**EXERCISE PROMPT**. Although the records include pictures, print only the rest, exactly as written.

**RECORDS SUPPLIED**.
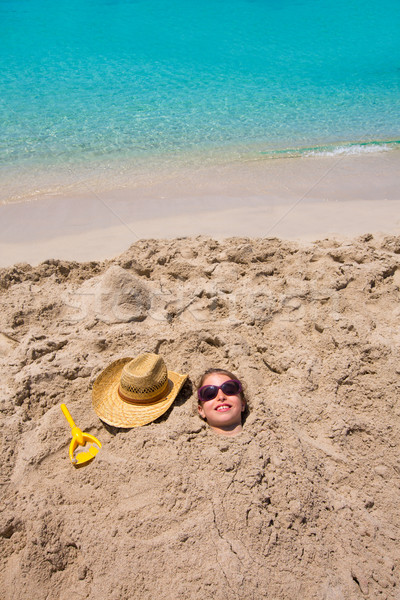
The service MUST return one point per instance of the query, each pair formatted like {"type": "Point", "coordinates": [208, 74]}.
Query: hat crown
{"type": "Point", "coordinates": [145, 378]}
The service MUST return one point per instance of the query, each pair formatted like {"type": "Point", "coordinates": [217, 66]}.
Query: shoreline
{"type": "Point", "coordinates": [297, 199]}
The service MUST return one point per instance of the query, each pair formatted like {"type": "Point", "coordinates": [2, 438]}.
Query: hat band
{"type": "Point", "coordinates": [161, 394]}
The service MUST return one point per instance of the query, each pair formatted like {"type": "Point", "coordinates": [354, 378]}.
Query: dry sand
{"type": "Point", "coordinates": [303, 504]}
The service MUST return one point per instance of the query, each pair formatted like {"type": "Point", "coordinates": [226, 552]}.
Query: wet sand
{"type": "Point", "coordinates": [295, 199]}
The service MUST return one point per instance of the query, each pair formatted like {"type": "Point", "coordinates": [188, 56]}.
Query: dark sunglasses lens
{"type": "Point", "coordinates": [230, 388]}
{"type": "Point", "coordinates": [209, 392]}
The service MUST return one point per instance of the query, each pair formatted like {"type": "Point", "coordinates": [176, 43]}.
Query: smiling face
{"type": "Point", "coordinates": [223, 413]}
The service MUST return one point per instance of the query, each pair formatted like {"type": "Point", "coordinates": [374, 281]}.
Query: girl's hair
{"type": "Point", "coordinates": [231, 376]}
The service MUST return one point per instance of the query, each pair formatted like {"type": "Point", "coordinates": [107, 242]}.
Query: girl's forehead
{"type": "Point", "coordinates": [215, 379]}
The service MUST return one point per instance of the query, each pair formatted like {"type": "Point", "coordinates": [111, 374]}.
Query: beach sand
{"type": "Point", "coordinates": [302, 504]}
{"type": "Point", "coordinates": [296, 199]}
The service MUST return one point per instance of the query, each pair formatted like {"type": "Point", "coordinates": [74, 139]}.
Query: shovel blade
{"type": "Point", "coordinates": [83, 457]}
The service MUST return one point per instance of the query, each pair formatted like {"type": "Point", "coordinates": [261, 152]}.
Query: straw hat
{"type": "Point", "coordinates": [134, 391]}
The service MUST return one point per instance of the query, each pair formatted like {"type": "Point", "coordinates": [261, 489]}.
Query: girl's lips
{"type": "Point", "coordinates": [222, 407]}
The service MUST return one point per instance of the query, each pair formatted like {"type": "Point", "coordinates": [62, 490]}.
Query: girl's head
{"type": "Point", "coordinates": [221, 401]}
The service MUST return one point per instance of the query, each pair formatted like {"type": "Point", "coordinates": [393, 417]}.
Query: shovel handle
{"type": "Point", "coordinates": [67, 415]}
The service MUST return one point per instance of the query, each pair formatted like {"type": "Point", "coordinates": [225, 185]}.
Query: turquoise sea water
{"type": "Point", "coordinates": [89, 85]}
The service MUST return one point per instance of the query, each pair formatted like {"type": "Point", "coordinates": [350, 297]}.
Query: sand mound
{"type": "Point", "coordinates": [303, 504]}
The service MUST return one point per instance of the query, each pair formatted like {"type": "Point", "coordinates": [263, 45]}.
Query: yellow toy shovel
{"type": "Point", "coordinates": [80, 439]}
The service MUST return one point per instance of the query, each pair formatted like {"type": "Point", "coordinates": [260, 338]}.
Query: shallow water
{"type": "Point", "coordinates": [95, 90]}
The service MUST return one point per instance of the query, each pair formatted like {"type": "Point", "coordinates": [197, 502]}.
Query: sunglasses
{"type": "Point", "coordinates": [233, 387]}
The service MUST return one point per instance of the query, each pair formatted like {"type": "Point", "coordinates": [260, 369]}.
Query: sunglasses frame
{"type": "Point", "coordinates": [219, 387]}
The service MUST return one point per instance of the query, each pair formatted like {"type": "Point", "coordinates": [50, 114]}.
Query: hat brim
{"type": "Point", "coordinates": [113, 410]}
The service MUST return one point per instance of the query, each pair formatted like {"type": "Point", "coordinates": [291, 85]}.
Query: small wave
{"type": "Point", "coordinates": [350, 149]}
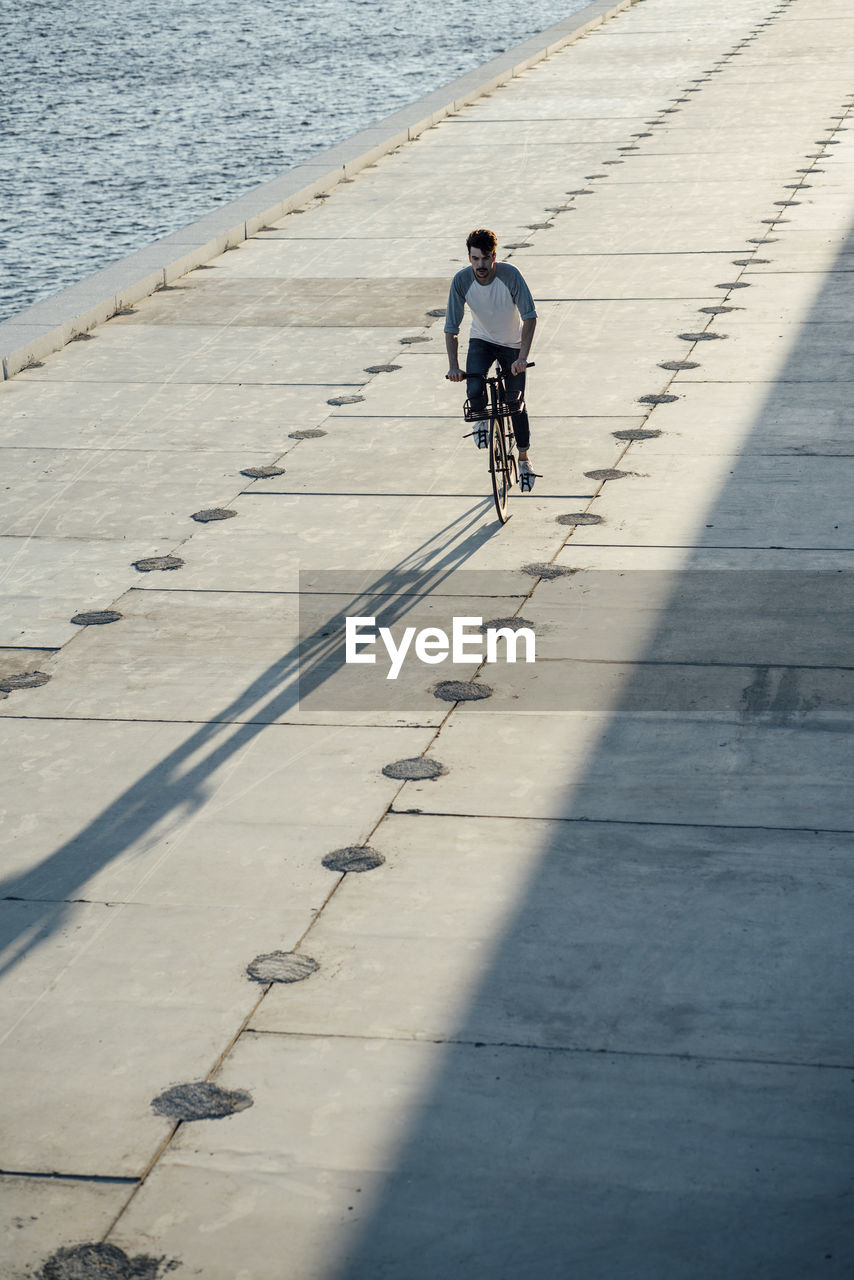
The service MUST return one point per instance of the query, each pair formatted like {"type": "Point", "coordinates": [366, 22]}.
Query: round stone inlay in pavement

**EXPECTED ANSWER**.
The service MUST return one point per instance of the query, each pair formatted like {"type": "Point", "coordinates": [208, 74]}.
Query: hat crown
{"type": "Point", "coordinates": [145, 378]}
The service MUST return one point per instance of the query, each pair formatted like {"type": "Point", "coordinates": [217, 66]}.
Query: shoreline
{"type": "Point", "coordinates": [297, 199]}
The service MUST return one point per instance of the query, each pair formatted like {"type": "Point", "coordinates": [2, 438]}.
Query: hat band
{"type": "Point", "coordinates": [161, 394]}
The service MUST return one point per instance of the query, each pair formatted like {"type": "Point", "coordinates": [354, 378]}.
Query: dry sand
{"type": "Point", "coordinates": [303, 504]}
The service MUST return one point per instance of the query, each pair formatted like {"type": "Point", "coordinates": [226, 552]}.
Query: wet sand
{"type": "Point", "coordinates": [295, 199]}
The service MUST return one point per instance of the query, each pair formatted like {"type": "Point", "coordinates": [188, 56]}.
Query: dark sunglasses lens
{"type": "Point", "coordinates": [230, 388]}
{"type": "Point", "coordinates": [209, 392]}
The service MUST return one point per instance of the query, each pair formatted like {"type": "Point", "coordinates": [176, 43]}.
Query: smiling face
{"type": "Point", "coordinates": [223, 413]}
The service MUST return one point per instance of the query, each pair formatted like {"type": "Point", "coordinates": [374, 281]}.
Query: girl's hair
{"type": "Point", "coordinates": [231, 376]}
The service MUST return one point per instance of the query, each pair formatted like {"type": "Point", "coordinates": [107, 242]}.
Query: girl's forehead
{"type": "Point", "coordinates": [215, 379]}
The service MUST return one point per instance of the query, each pair formatted like {"type": "Point", "coordinates": [111, 374]}.
Query: beach sand
{"type": "Point", "coordinates": [302, 504]}
{"type": "Point", "coordinates": [296, 199]}
The service MUST return one point per instance of the query, each pair formatted like {"type": "Point", "coordinates": [74, 139]}.
Query: shovel blade
{"type": "Point", "coordinates": [83, 457]}
The service MUST return one point per instance of the query, each pair formatted like {"type": "Point", "coordinates": [261, 152]}.
Query: straw hat
{"type": "Point", "coordinates": [134, 391]}
The service MUST return one point per instance of the query, each pair formatted like {"type": "Point", "coordinates": [261, 489]}.
Query: girl's lips
{"type": "Point", "coordinates": [222, 407]}
The service MUST return one point per instance of the query, each pair formatted like {"type": "Point", "coordinates": [62, 490]}.
Query: girl's head
{"type": "Point", "coordinates": [221, 401]}
The service MUST return one point per instance of the query, each pair formatted like {"type": "Point", "coordinates": [393, 417]}.
Query: shovel handle
{"type": "Point", "coordinates": [67, 415]}
The service MUST return one point per instance of the query, each pair formatted like {"type": "Point", "coordinates": [225, 185]}.
Query: turquoise sea water
{"type": "Point", "coordinates": [89, 85]}
The service MUST return one point per instance of the query, each pair formatted like {"type": "Point", "coordinates": [350, 297]}.
Query: sand mound
{"type": "Point", "coordinates": [303, 504]}
The service MUST return one point per instance of the query, each pair formatted like {"type": "Point", "coordinates": [263, 45]}.
Query: yellow toy shovel
{"type": "Point", "coordinates": [80, 439]}
The service MUST return one point per instance of the query, each pair formatted like {"type": "Point", "coordinates": [260, 338]}.
Query: shallow water
{"type": "Point", "coordinates": [95, 90]}
The service MUST return one point per instance of the query, each pair formatted like {"type": "Point", "coordinates": [197, 502]}.
Query: sunglasses
{"type": "Point", "coordinates": [233, 387]}
The service MUST return one point per instance of the query, each pair formatted like {"type": "Point", "coordinates": [260, 369]}.
Query: sunglasses frame
{"type": "Point", "coordinates": [219, 387]}
The service MUST return one point per instance of the query, each pair formatted like {"type": "Point", "coordinates": [50, 114]}.
Query: hat brim
{"type": "Point", "coordinates": [113, 410]}
The service MUST return one point per instance of the query, each pair formatted like {"type": "Point", "coordinates": [291, 85]}.
Query: small wave
{"type": "Point", "coordinates": [350, 149]}
The service MUST return one point per instance of the query, each pair formatted like {"type": "Point", "coordinates": [366, 22]}.
Query: round stone inlay in pavement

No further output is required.